* TEXTE EXTRAIT *
Into the light. Pour l’art de la lumière.

Rares sont les expositions ayant pour thème la lumière qui mettent en scène le rapport de l’être humain à ce médium – le plus universel de tous –, avec une telle ambition : retracer son histoire en 15 installations lumineuses. Ce parcours en cinq étapes,nous mène des origines naturelles jusqu’aux possibilités infinies que la technologie rend possible. Rendez-vous à la Grande Halle de la Villette pour faire de vos journées d’été des nuits illuminées. Into The Light, ou comment se perdre dans la lumière.

Sous l’impulsion d’Encore Productions, à qui l’on doit notamment l’exposition Toutankhamon, la Grande Halle de la Villette semble devenir le pendant du Grand Palais, dans l’est parisien. Structures d’acier et surfaces immenses autorisent des expositions grand public hors normes. D’ailleurs, n’est-ce pas sous la célèbre coupole, temple moderne des arts, que s’était tenue Dynamo. Un siècle de lumière et de mouvement dans l’art 1913-2013 ? Les œuvres de Victor Vasarely, Julio Le Parc, James Turrell ou encore Ann Veronica Janssens avaient redonné goût à l’art cinétique et ouvert la voix aux nombreuses expositions ayant pour thème la lumière, dorénavant enrichies des créations numériques. Une décennie plus tard, rien de nouveau ? Eh bien si ! Aujourd’hui, les œuvres ont toutes pour sources des LED dont la maturité ouvre le champ des possibles en termes de couleurs et d’effets. L’interaction avec les visiteurs n’en est que plus active, la notion de lumière dynamique prend tout son sens. L’expérience du Studio Tetro, qui co-produit l’évènement, aux côtés d’artistes émergents ou confirmés des arts visuels et de la lumière, se lit dans le choix d’œuvres exigeantes, redimensionnées et adaptées pour la Halle.

* EXERCICE *
Reprenez le texte sur l'exposition Into the Light à partir de sa dernière phrase et poursuivez-le.

Entrées d'annotation d'images:
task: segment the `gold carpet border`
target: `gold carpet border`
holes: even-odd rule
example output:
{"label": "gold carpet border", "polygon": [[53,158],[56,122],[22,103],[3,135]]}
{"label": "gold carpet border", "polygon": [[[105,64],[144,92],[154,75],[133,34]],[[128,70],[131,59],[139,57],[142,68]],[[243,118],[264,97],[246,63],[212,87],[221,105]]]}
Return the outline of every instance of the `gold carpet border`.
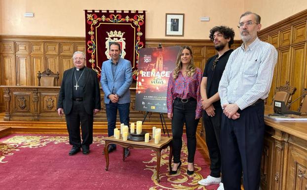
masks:
{"label": "gold carpet border", "polygon": [[[47,146],[49,143],[58,144],[65,143],[69,144],[68,136],[19,136],[16,135],[6,140],[0,141],[0,164],[7,162],[4,161],[5,156],[11,156],[14,154],[14,152],[19,151],[22,148],[37,148]],[[93,144],[97,146],[103,146],[105,144],[104,137],[94,136],[93,139]],[[191,176],[187,174],[188,149],[185,142],[183,140],[183,147],[181,152],[181,162],[182,164],[180,171],[175,175],[170,175],[168,173],[160,173],[160,179],[163,182],[164,179],[170,183],[161,183],[162,185],[157,183],[156,180],[156,156],[155,153],[153,151],[151,153],[152,158],[150,160],[145,161],[144,170],[149,170],[153,172],[152,180],[154,183],[155,186],[149,189],[150,190],[193,190],[207,189],[204,186],[199,185],[197,182],[203,179],[203,176],[199,173],[201,167],[197,164],[194,165],[194,174]],[[165,149],[161,152],[160,168],[168,167],[169,150]],[[166,186],[166,185],[169,185]]]}

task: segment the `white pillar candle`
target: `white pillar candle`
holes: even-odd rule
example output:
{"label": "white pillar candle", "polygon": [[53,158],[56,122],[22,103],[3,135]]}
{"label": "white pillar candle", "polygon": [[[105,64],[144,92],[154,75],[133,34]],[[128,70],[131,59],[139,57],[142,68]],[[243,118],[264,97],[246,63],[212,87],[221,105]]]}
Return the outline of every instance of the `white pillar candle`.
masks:
{"label": "white pillar candle", "polygon": [[147,133],[145,134],[145,143],[148,143],[149,142],[149,133]]}
{"label": "white pillar candle", "polygon": [[136,125],[136,134],[141,134],[141,126]]}
{"label": "white pillar candle", "polygon": [[130,124],[130,133],[134,133],[134,123],[131,123]]}
{"label": "white pillar candle", "polygon": [[124,126],[124,124],[120,123],[120,134],[122,134],[122,126]]}
{"label": "white pillar candle", "polygon": [[153,138],[154,138],[154,132],[155,132],[155,129],[156,129],[156,127],[153,127]]}
{"label": "white pillar candle", "polygon": [[161,141],[161,129],[158,128],[157,129],[155,129],[155,131],[154,132],[154,138],[155,138],[156,135],[158,135],[159,141]]}
{"label": "white pillar candle", "polygon": [[126,132],[127,133],[129,133],[129,127],[128,127],[128,126],[127,126],[127,125],[124,125],[124,126],[122,126],[122,133],[123,133],[123,134],[125,132]]}
{"label": "white pillar candle", "polygon": [[117,129],[117,128],[115,128],[115,129],[114,129],[114,138],[115,138],[115,134],[116,134],[116,132],[118,130],[118,129]]}
{"label": "white pillar candle", "polygon": [[137,129],[138,126],[139,126],[140,129],[140,133],[142,133],[142,121],[137,121],[136,122],[136,127]]}
{"label": "white pillar candle", "polygon": [[159,144],[159,135],[158,134],[154,136],[154,144]]}
{"label": "white pillar candle", "polygon": [[119,139],[119,137],[120,136],[120,131],[118,130],[116,131],[115,133],[115,138],[116,139]]}
{"label": "white pillar candle", "polygon": [[122,133],[122,140],[124,141],[127,141],[128,138],[128,132],[125,131]]}

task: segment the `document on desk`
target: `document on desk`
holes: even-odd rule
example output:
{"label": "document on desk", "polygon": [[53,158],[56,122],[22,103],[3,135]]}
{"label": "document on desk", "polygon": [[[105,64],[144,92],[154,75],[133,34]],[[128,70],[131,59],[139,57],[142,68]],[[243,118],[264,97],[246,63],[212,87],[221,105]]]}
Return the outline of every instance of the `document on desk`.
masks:
{"label": "document on desk", "polygon": [[293,114],[269,114],[265,115],[265,117],[270,119],[274,119],[276,121],[307,121],[307,116],[297,115]]}

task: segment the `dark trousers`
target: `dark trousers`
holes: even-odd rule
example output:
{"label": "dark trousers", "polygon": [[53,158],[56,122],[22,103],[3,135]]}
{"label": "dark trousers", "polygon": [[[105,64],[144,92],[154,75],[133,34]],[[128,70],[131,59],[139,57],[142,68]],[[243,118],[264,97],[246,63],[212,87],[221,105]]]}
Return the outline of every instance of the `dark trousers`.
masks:
{"label": "dark trousers", "polygon": [[188,162],[194,162],[194,155],[196,151],[196,129],[199,119],[195,119],[197,102],[194,99],[191,100],[188,102],[183,103],[176,99],[173,105],[172,132],[174,163],[180,162],[182,134],[185,123],[188,140]]}
{"label": "dark trousers", "polygon": [[[93,120],[94,115],[88,114],[83,102],[74,101],[71,113],[66,115],[66,125],[69,135],[69,144],[78,147],[89,146],[93,143]],[[80,124],[82,131],[82,143],[80,136]]]}
{"label": "dark trousers", "polygon": [[116,128],[116,120],[117,110],[119,114],[120,123],[124,123],[129,127],[130,103],[119,104],[114,103],[110,101],[110,104],[106,104],[107,119],[108,120],[108,135],[114,135],[114,129]]}
{"label": "dark trousers", "polygon": [[220,105],[214,108],[215,115],[209,116],[204,111],[202,119],[206,132],[206,143],[211,161],[210,175],[218,178],[221,176],[221,120],[223,112]]}
{"label": "dark trousers", "polygon": [[243,170],[245,190],[258,190],[265,133],[263,101],[242,111],[233,120],[223,114],[221,133],[222,168],[226,190],[241,190]]}

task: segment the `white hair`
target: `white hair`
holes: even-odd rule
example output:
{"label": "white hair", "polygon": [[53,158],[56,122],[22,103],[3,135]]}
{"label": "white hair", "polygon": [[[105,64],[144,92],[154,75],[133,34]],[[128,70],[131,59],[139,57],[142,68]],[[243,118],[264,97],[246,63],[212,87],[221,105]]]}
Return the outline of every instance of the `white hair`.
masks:
{"label": "white hair", "polygon": [[77,51],[76,52],[75,52],[75,53],[74,53],[74,55],[73,55],[73,58],[74,58],[75,57],[75,55],[76,54],[82,54],[83,55],[83,57],[85,59],[85,54],[82,52],[82,51]]}

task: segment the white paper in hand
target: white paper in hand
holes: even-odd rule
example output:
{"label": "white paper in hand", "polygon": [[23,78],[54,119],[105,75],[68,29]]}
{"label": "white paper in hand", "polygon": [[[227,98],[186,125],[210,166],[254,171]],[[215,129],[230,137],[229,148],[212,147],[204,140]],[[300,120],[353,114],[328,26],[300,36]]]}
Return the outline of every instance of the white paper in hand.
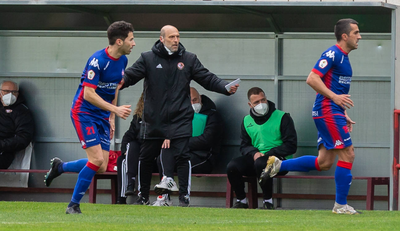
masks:
{"label": "white paper in hand", "polygon": [[230,91],[231,87],[234,86],[236,84],[238,84],[239,83],[240,83],[240,82],[242,82],[242,81],[240,80],[240,79],[238,79],[236,80],[235,80],[233,82],[227,84],[226,85],[225,85],[225,89],[226,89],[226,91],[228,91],[228,92]]}

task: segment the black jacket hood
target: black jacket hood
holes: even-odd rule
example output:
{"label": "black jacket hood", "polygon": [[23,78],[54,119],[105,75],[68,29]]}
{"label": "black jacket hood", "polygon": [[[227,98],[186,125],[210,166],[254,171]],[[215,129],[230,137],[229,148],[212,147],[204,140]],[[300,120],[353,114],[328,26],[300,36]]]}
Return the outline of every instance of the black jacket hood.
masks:
{"label": "black jacket hood", "polygon": [[201,106],[201,109],[200,109],[199,113],[201,114],[202,112],[208,111],[210,109],[216,110],[217,109],[217,107],[215,106],[215,104],[207,96],[201,95],[201,103],[202,105]]}

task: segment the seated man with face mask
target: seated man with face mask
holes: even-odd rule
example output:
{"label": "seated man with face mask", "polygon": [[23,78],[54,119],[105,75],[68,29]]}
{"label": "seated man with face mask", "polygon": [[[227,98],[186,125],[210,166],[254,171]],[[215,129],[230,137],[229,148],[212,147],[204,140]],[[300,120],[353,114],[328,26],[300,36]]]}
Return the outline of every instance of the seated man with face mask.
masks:
{"label": "seated man with face mask", "polygon": [[[223,122],[217,112],[215,104],[209,98],[204,95],[200,95],[194,87],[190,87],[190,97],[194,112],[207,116],[202,134],[189,139],[190,171],[193,174],[207,174],[212,170],[215,158],[220,151]],[[162,149],[157,158],[161,182],[154,187],[156,192],[161,195],[153,202],[152,206],[171,206],[172,201],[169,194],[178,190],[174,181],[174,170],[176,170],[175,160],[170,152],[168,145],[165,148],[166,142],[169,141],[164,141],[163,146],[164,148]]]}
{"label": "seated man with face mask", "polygon": [[[250,88],[247,98],[250,114],[244,116],[242,123],[240,150],[242,156],[231,160],[227,169],[228,180],[236,195],[236,202],[232,207],[235,209],[248,208],[242,176],[259,178],[269,156],[285,160],[297,149],[297,135],[289,113],[277,109],[259,87]],[[287,173],[281,172],[278,175]],[[274,209],[272,180],[270,178],[260,186],[263,209]]]}
{"label": "seated man with face mask", "polygon": [[33,136],[33,120],[18,90],[12,81],[0,85],[0,169],[8,168],[16,152],[25,149]]}

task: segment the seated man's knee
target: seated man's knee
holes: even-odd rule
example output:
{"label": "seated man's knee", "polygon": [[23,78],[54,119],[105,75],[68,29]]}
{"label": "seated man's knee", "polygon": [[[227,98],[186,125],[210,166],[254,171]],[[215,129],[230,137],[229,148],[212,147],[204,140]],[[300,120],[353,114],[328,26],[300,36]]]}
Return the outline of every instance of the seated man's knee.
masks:
{"label": "seated man's knee", "polygon": [[[256,169],[264,169],[267,166],[267,161],[268,158],[264,158],[264,156],[260,156],[256,159],[254,162],[254,166]],[[267,156],[265,156],[268,157]]]}
{"label": "seated man's knee", "polygon": [[229,163],[228,164],[228,166],[226,166],[227,172],[234,172],[236,171],[237,169],[236,167],[236,165],[238,164],[237,162],[234,159],[229,162]]}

* LA RÉPONSE *
Photo © Quentin Chevrier

Diapositive de Children Of The Light. Cette sculpture lumineuse cinétique, est l’allégorie d’une éclipse solaire. Un simple cercle et des rubans Led diffusant vers son intérieur ou l’extérieur et une brume artificielle suffisent à créer de multiples ambiances

Photo © Marc Domage

Abîme de Visual System Immersion dans le son et la pulsation lumineuse. La lumière diffusée dans des gorges n’éblouit pas mais hypnotise.


De l’illusion à l’hypnose

L’immersion qu’offre Grid, une œuvre audiovisuelle alliant mouvement cinétique, animation lumière et musique électronique live, conçue par l’artiste lumière Christopher Bauder et le compositeur et musicien Robert Henke, impressionne par sa dimension certes, mais aussi par la plongée dans un rêve numérique illustrant l’intégration des ordinateurs et des machines au cœur de notre environnement quotidien.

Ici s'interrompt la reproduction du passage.